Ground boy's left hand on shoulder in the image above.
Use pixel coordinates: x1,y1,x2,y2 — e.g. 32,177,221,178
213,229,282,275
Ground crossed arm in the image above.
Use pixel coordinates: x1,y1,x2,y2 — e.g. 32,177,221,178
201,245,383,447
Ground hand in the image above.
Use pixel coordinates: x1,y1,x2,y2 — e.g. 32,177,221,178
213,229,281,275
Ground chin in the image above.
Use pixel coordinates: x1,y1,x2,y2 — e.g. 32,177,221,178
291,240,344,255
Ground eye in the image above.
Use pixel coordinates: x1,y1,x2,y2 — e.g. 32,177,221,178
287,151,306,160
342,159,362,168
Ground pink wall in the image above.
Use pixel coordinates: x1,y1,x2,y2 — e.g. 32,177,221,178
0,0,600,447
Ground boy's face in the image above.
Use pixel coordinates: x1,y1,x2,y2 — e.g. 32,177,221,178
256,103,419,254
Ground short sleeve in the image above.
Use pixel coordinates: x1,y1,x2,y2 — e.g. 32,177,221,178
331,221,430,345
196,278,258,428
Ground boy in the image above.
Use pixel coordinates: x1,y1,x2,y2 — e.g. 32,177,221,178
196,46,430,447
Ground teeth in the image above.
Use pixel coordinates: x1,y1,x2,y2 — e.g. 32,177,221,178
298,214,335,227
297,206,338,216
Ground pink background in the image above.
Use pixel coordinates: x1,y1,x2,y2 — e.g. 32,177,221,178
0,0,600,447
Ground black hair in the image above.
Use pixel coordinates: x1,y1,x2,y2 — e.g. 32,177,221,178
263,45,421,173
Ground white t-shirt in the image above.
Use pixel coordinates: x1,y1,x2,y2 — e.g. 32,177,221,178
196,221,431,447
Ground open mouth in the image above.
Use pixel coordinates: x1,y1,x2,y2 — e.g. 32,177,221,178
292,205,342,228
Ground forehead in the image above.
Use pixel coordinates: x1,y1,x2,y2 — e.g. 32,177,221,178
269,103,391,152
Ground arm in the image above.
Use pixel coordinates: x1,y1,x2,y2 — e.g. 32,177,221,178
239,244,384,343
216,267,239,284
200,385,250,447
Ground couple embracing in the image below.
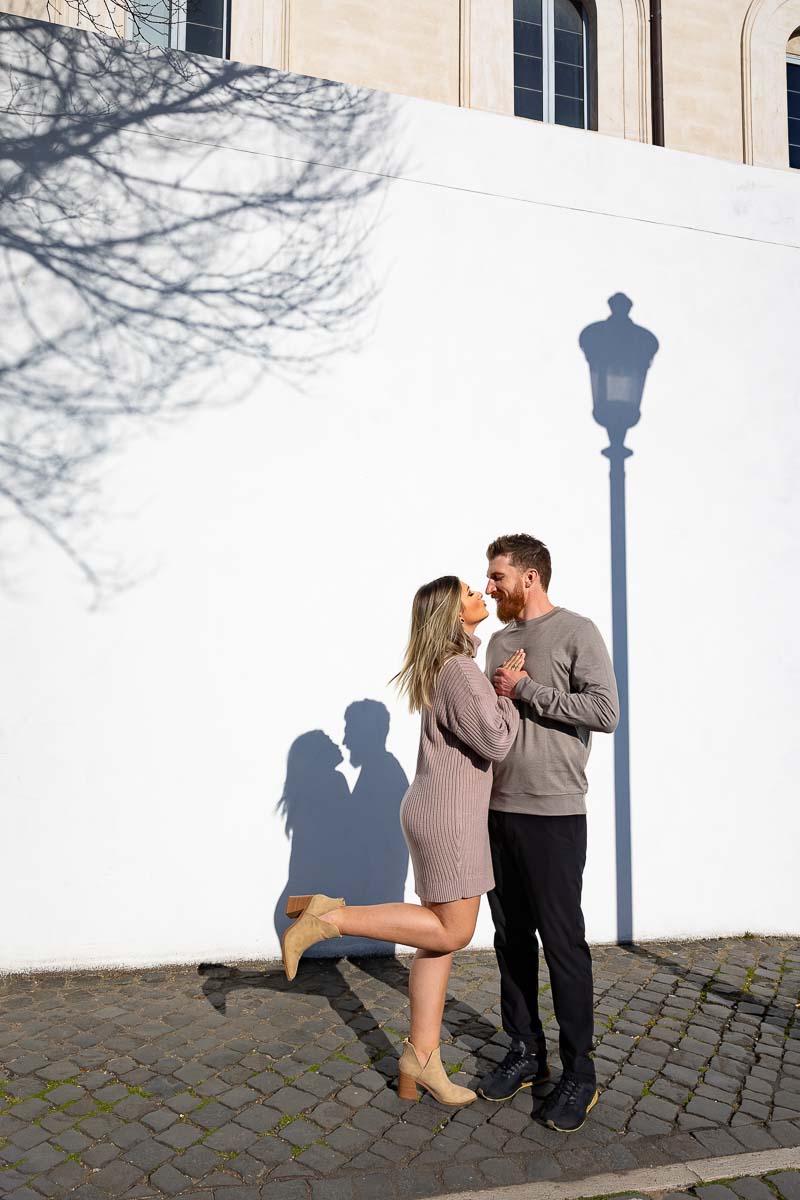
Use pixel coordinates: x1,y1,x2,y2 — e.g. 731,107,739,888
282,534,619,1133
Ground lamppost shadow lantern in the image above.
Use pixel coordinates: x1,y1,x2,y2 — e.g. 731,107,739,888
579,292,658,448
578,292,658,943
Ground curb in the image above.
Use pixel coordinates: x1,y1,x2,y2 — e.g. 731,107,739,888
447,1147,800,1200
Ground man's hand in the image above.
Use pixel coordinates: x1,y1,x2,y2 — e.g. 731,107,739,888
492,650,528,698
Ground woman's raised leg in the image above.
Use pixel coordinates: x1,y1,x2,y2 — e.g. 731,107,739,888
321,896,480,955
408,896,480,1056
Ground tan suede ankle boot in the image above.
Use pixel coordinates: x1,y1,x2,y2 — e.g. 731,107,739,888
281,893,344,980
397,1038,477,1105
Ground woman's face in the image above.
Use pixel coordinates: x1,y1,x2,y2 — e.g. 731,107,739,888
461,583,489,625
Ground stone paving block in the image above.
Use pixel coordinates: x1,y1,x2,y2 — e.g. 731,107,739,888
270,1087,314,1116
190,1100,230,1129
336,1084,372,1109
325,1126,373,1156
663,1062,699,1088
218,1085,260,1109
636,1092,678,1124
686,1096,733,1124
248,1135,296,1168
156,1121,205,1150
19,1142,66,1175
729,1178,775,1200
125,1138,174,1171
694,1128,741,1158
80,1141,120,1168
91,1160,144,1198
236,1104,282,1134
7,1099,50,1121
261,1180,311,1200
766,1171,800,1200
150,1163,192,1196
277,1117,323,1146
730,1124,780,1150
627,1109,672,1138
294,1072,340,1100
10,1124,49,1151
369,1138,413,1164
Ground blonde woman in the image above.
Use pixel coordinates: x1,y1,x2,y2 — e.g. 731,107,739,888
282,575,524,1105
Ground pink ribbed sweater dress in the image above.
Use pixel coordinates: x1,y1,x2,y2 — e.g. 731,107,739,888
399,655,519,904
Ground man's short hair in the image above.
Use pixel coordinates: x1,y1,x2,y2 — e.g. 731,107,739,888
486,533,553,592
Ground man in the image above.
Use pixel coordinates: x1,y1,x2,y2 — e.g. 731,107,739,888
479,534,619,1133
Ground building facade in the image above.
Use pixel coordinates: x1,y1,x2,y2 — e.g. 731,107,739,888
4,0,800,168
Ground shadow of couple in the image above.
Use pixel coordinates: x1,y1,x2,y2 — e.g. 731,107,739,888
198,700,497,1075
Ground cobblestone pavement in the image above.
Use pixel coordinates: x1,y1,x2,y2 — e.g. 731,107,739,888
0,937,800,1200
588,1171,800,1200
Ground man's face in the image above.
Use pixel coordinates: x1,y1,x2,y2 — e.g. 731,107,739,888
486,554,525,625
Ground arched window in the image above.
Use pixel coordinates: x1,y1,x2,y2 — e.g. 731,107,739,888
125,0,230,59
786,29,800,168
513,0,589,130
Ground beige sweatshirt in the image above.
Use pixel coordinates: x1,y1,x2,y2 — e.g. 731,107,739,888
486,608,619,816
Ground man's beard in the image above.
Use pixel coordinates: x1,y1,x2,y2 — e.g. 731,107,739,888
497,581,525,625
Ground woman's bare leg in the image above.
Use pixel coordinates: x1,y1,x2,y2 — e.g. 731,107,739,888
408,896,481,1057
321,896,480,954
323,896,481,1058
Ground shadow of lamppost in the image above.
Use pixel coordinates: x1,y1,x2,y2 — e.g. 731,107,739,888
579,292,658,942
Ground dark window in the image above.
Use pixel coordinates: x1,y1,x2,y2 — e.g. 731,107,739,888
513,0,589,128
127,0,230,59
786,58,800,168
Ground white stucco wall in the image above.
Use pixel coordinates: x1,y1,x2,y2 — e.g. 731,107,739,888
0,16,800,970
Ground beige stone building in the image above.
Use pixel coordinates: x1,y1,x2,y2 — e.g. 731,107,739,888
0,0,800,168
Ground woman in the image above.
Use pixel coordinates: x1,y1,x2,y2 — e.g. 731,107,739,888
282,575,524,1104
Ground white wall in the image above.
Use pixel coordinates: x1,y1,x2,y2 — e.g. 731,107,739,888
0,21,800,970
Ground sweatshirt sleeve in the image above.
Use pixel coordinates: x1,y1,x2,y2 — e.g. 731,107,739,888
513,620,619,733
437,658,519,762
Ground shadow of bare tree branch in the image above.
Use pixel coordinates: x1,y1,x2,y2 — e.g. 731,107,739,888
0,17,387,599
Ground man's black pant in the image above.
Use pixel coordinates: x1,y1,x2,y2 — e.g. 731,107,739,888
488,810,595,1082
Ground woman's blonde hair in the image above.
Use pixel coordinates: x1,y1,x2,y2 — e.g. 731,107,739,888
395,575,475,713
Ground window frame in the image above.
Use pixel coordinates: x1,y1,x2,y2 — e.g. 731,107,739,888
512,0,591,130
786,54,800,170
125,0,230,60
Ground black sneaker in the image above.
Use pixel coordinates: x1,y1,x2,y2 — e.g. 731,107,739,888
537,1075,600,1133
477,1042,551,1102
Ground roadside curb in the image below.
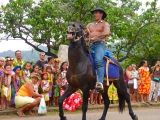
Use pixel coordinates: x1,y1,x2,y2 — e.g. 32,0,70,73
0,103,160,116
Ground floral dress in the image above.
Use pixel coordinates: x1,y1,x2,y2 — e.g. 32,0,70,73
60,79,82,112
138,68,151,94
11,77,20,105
--
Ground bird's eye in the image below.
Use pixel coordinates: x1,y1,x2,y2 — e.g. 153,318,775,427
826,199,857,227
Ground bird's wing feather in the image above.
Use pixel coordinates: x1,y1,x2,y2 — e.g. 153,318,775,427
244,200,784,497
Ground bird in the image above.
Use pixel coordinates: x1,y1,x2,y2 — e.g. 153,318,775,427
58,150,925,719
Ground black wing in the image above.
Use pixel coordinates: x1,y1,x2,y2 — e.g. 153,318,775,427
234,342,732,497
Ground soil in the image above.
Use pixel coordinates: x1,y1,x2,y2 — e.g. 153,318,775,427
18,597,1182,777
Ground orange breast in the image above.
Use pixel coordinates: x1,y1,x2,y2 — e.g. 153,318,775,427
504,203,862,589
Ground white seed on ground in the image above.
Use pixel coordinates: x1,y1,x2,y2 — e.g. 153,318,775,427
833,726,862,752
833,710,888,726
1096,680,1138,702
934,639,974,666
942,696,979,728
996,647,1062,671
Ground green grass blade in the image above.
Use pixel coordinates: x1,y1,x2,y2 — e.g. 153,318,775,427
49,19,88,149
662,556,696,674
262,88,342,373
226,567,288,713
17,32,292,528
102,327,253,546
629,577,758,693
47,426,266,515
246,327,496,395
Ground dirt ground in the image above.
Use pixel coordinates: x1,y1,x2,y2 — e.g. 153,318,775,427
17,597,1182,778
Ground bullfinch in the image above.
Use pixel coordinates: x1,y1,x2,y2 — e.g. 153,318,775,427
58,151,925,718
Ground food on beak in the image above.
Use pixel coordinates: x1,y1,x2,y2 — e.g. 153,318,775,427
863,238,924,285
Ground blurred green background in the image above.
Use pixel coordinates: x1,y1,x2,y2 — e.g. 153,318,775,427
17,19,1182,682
* * *
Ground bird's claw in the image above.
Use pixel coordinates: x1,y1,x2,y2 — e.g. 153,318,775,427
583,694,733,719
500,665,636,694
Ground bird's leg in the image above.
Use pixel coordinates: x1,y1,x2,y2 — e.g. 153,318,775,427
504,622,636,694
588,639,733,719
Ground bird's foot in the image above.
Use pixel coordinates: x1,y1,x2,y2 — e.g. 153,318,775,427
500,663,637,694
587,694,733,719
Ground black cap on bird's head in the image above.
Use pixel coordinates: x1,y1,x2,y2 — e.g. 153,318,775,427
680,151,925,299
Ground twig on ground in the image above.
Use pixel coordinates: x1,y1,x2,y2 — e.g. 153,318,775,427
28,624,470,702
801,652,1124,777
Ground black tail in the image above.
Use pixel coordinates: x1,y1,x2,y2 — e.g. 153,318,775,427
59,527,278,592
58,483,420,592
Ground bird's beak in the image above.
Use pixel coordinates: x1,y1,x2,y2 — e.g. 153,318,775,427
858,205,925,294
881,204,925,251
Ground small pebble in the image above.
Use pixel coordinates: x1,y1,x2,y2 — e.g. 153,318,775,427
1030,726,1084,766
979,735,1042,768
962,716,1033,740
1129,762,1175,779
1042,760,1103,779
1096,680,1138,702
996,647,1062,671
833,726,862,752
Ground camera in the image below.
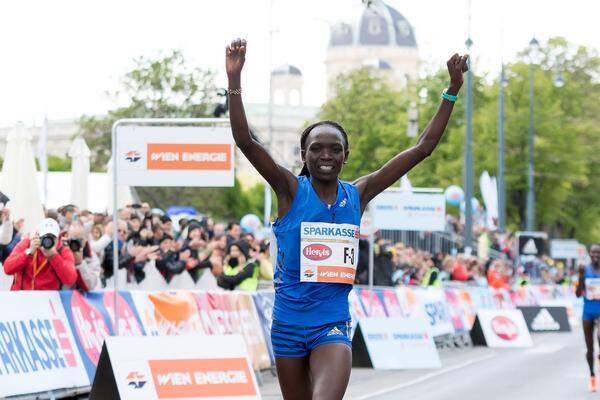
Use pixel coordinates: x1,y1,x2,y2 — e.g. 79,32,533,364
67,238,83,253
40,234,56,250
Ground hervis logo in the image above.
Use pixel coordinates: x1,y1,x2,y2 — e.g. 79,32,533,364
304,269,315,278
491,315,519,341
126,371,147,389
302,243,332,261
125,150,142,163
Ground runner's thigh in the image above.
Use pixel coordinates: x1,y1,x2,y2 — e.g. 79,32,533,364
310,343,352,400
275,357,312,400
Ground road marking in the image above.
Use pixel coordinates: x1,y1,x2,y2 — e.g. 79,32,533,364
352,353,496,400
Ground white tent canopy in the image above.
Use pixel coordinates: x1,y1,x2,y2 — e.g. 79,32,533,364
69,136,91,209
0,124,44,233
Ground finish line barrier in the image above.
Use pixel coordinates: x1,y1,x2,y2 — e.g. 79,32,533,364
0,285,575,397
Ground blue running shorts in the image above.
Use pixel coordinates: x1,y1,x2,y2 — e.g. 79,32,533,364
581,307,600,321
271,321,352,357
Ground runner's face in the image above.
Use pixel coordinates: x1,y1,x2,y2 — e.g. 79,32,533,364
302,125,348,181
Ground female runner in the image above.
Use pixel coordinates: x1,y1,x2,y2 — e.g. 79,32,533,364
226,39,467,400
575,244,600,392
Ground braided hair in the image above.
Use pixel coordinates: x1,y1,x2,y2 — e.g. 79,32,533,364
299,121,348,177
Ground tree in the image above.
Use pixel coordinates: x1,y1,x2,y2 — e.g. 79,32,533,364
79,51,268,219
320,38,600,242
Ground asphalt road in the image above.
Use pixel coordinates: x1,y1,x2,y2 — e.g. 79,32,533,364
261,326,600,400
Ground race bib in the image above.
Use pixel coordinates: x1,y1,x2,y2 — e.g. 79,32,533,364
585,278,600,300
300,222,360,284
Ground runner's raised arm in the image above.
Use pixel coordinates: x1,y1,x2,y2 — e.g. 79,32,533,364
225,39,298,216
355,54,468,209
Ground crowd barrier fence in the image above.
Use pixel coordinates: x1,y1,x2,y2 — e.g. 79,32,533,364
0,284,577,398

AIM: Copy out the lines of the records from the line with "Ground floral dress in the image above." to the line with "11,77,20,105", both included, without any changes.

SOLUTION TO THE EXERCISE:
Ground floral dress in the image above.
Use pixel coordinates: x1,y1,x2,y2 — e.g. 32,0,70,73
60,79,82,112
138,68,151,94
11,77,20,105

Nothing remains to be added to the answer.